-------- RECORD SET --------

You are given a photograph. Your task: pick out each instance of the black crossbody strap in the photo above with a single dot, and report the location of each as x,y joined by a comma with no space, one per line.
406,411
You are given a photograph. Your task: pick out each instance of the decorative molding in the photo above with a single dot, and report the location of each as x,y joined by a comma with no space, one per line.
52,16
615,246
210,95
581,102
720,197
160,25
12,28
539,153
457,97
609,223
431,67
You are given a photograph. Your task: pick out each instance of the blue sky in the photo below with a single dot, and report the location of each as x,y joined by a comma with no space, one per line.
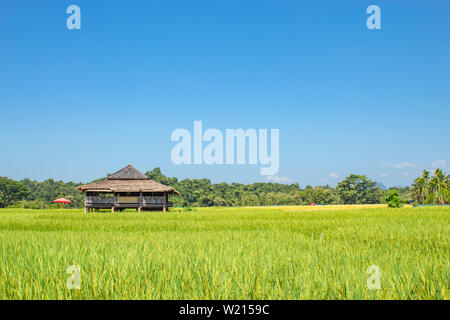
77,104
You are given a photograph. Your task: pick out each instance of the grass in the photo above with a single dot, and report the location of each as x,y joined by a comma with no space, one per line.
227,253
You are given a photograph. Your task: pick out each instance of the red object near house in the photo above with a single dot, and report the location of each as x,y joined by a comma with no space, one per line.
62,200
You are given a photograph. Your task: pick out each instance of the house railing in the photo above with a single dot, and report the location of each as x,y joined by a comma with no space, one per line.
139,201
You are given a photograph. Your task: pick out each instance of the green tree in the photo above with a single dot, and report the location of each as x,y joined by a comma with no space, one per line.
358,189
393,199
11,191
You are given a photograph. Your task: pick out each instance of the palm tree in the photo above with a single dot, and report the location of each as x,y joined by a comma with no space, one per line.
418,189
439,183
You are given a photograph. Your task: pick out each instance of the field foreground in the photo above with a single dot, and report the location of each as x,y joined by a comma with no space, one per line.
227,253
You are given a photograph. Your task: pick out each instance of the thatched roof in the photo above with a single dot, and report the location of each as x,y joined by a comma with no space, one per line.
128,179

--------

# WORK REQUIRED
Your copy should be the entries retyped exactly, with no images in it.

# RESPONSE AREA
You are given a photograph. Your task: pick out each instance of the black crossbody strap in the photo above with a single dot, and report the location of each as x,y joined by a comma with no space, one per line.
406,411
You are given a photograph. Your task: pick out each instance of the decorative molding in the photo above with a single dot, and report the location of each as x,y joined by a comma with no space, one per line.
52,16
615,246
210,95
581,102
720,197
160,25
12,28
539,153
457,97
609,223
431,67
You are given a photograph. Your task: pick out each instance of the blue sky in the photo below with a single dot, and report the location of each as x,y joined by a comma with no space, one per line.
77,104
You are given a photograph. Your task: pick out each instance of the grass in the photo above with a single dot, and report the location of each as x,y joined by a comma with no space, one per line.
227,253
You are given a photograph. Your task: pick out each instance of the red object near house in the photo above with a single dot, and report the location of each as x,y joined by a comma with no space, one per line.
62,200
You are given a photograph. Your task: pick out each instance of the house railing in the photo above with a single dot, and report the location of each as x,y joined by a comma with no space, one per line.
139,201
You are given a photograph. Your task: pick out each instance of the green tree in the photo above with a single dot, and report the location of each as x,y joined by a comma with no space, one per line.
358,189
393,199
11,191
You are given a photograph. Your task: pick out each instance of the palm tree in the photo above with a single dot, and report the location of each as x,y joined by a comma with no space, one per line.
418,189
439,183
You are given a photograph. Your task: pick out each instance of the field foreground in the photo above with a single dot, and report the location of each as x,y joined by a comma with no space, one per line.
227,253
You are given a photograph. Your task: pick out each instance of the thatched roof in the photo above with a single dot, and report the location of each as x,y joined by a comma with no space, one per line.
128,179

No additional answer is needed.